__Exercise instructions__
Only the lines from the one containing "positive clicks: (11, 256)" through the one containing "7L1 6L82 88L127" should be printed, exactly as they appear below, with both ends included.

__Dataset excerpts__
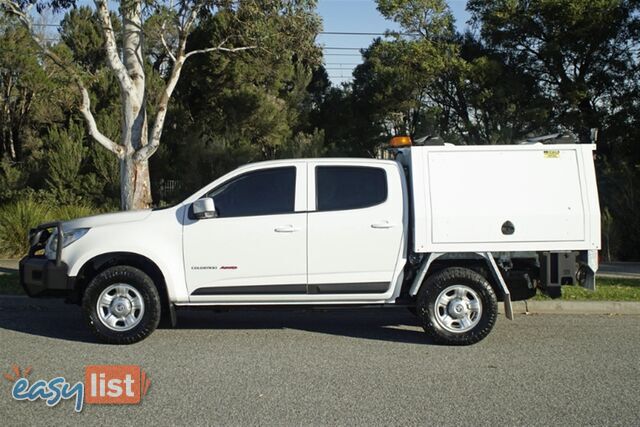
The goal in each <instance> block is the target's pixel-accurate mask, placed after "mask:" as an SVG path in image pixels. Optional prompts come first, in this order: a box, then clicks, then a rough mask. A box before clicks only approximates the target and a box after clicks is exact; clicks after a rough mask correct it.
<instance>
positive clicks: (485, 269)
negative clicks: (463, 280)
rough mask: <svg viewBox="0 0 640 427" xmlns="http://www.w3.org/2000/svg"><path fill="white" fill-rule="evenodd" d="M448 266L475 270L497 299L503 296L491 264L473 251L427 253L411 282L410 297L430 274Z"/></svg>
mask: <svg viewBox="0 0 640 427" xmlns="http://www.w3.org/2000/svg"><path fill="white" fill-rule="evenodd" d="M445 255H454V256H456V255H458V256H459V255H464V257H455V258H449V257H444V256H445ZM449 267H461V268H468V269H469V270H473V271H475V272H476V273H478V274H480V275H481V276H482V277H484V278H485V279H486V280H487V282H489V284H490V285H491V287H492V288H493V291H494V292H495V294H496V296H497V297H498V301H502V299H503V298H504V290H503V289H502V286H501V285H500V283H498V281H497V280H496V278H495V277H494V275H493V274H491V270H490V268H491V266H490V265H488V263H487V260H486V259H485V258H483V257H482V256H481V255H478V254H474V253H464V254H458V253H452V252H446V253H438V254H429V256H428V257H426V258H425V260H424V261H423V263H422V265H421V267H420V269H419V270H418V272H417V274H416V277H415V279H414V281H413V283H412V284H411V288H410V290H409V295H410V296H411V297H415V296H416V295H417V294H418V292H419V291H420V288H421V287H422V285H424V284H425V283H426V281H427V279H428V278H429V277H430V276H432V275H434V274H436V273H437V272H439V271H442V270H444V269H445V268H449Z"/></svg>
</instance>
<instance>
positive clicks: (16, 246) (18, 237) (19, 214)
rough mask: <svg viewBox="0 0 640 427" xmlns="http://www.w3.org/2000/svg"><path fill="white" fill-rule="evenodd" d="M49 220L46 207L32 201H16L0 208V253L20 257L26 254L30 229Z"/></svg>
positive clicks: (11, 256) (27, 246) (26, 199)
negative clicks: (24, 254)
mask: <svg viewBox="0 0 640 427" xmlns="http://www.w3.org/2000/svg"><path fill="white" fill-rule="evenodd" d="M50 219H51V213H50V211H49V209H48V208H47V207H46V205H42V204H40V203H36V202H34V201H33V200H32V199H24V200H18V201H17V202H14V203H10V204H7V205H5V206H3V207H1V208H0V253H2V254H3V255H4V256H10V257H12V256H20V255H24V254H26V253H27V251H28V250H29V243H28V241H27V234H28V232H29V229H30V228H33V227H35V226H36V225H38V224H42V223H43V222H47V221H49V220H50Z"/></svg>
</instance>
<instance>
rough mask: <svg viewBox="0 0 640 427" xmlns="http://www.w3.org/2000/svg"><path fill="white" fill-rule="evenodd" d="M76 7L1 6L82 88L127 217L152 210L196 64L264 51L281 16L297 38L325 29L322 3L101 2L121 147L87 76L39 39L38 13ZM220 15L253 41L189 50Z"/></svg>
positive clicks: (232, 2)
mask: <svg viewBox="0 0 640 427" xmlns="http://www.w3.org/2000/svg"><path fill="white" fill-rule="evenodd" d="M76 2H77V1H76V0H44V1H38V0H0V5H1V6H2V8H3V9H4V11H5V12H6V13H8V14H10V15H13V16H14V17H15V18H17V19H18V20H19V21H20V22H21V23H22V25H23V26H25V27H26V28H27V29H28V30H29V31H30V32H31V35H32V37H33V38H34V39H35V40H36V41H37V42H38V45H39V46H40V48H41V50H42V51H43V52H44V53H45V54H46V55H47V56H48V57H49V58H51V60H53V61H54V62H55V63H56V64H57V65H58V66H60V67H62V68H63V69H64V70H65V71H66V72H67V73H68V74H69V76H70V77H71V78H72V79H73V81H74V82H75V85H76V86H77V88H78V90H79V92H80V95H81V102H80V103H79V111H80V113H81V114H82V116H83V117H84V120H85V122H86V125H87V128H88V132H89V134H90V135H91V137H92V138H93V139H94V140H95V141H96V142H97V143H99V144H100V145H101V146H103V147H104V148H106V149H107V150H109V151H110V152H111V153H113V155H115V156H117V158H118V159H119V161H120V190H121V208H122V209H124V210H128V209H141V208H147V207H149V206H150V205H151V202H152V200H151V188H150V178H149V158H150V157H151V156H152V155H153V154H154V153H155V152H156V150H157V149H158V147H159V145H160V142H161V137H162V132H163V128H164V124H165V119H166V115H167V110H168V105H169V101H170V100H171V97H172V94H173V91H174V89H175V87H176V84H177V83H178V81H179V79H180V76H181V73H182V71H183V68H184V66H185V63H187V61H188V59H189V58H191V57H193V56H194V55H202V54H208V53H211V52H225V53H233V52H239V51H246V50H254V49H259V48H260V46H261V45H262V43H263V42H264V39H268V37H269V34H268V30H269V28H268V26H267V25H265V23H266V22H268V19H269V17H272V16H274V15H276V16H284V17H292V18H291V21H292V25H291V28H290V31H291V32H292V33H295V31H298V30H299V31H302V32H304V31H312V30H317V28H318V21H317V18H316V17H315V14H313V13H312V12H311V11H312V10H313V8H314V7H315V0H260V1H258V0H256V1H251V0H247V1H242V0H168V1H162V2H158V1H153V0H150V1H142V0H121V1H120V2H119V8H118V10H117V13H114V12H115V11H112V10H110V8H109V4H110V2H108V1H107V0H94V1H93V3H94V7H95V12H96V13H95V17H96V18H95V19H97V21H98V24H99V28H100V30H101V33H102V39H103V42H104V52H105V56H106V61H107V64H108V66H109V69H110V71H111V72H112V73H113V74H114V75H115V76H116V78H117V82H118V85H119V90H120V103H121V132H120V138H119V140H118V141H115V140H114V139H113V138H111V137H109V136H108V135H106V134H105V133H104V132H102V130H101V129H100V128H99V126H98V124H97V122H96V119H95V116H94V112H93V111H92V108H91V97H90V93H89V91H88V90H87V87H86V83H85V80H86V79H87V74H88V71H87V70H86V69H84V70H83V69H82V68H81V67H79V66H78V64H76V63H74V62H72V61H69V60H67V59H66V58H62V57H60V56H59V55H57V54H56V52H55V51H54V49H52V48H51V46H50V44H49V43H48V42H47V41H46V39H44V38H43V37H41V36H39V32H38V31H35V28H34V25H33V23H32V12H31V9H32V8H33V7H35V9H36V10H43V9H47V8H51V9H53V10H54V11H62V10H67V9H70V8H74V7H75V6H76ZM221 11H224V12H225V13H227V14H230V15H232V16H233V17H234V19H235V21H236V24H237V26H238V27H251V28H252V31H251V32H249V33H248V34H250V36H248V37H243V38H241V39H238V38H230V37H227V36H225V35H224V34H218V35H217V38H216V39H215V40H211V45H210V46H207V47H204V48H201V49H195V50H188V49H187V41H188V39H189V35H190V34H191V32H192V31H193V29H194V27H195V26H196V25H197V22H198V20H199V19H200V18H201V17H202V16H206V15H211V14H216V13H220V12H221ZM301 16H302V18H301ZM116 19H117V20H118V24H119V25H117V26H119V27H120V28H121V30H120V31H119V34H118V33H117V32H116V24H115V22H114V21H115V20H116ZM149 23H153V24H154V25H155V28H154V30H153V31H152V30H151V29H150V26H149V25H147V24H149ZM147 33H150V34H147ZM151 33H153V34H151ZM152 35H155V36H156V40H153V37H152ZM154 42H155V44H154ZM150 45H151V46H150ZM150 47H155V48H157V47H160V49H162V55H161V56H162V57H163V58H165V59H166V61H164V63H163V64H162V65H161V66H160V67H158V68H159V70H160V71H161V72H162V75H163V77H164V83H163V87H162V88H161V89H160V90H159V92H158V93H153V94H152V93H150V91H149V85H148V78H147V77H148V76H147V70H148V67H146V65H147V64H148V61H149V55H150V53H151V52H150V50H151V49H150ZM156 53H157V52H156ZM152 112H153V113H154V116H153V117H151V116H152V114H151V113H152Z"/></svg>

__Solution for this exercise__
positive clicks: (11, 256) (27, 246) (26, 199)
negative clicks: (24, 254)
mask: <svg viewBox="0 0 640 427" xmlns="http://www.w3.org/2000/svg"><path fill="white" fill-rule="evenodd" d="M50 219H51V213H50V211H49V209H48V208H47V207H46V205H42V204H40V203H36V202H34V201H33V200H32V199H24V200H18V201H17V202H14V203H10V204H7V205H5V206H3V207H1V208H0V253H2V254H3V255H4V256H10V257H12V256H20V255H24V254H26V253H27V251H28V250H29V243H28V241H27V234H28V232H29V229H30V228H33V227H35V226H36V225H38V224H42V223H43V222H47V221H49V220H50Z"/></svg>
</instance>
<instance>
rough mask: <svg viewBox="0 0 640 427" xmlns="http://www.w3.org/2000/svg"><path fill="white" fill-rule="evenodd" d="M76 7L1 6L82 88L127 217L152 210L196 64L264 51L281 16L297 38L325 29L322 3L101 2L121 147L87 76L39 39L38 13ZM220 15L253 41L189 50Z"/></svg>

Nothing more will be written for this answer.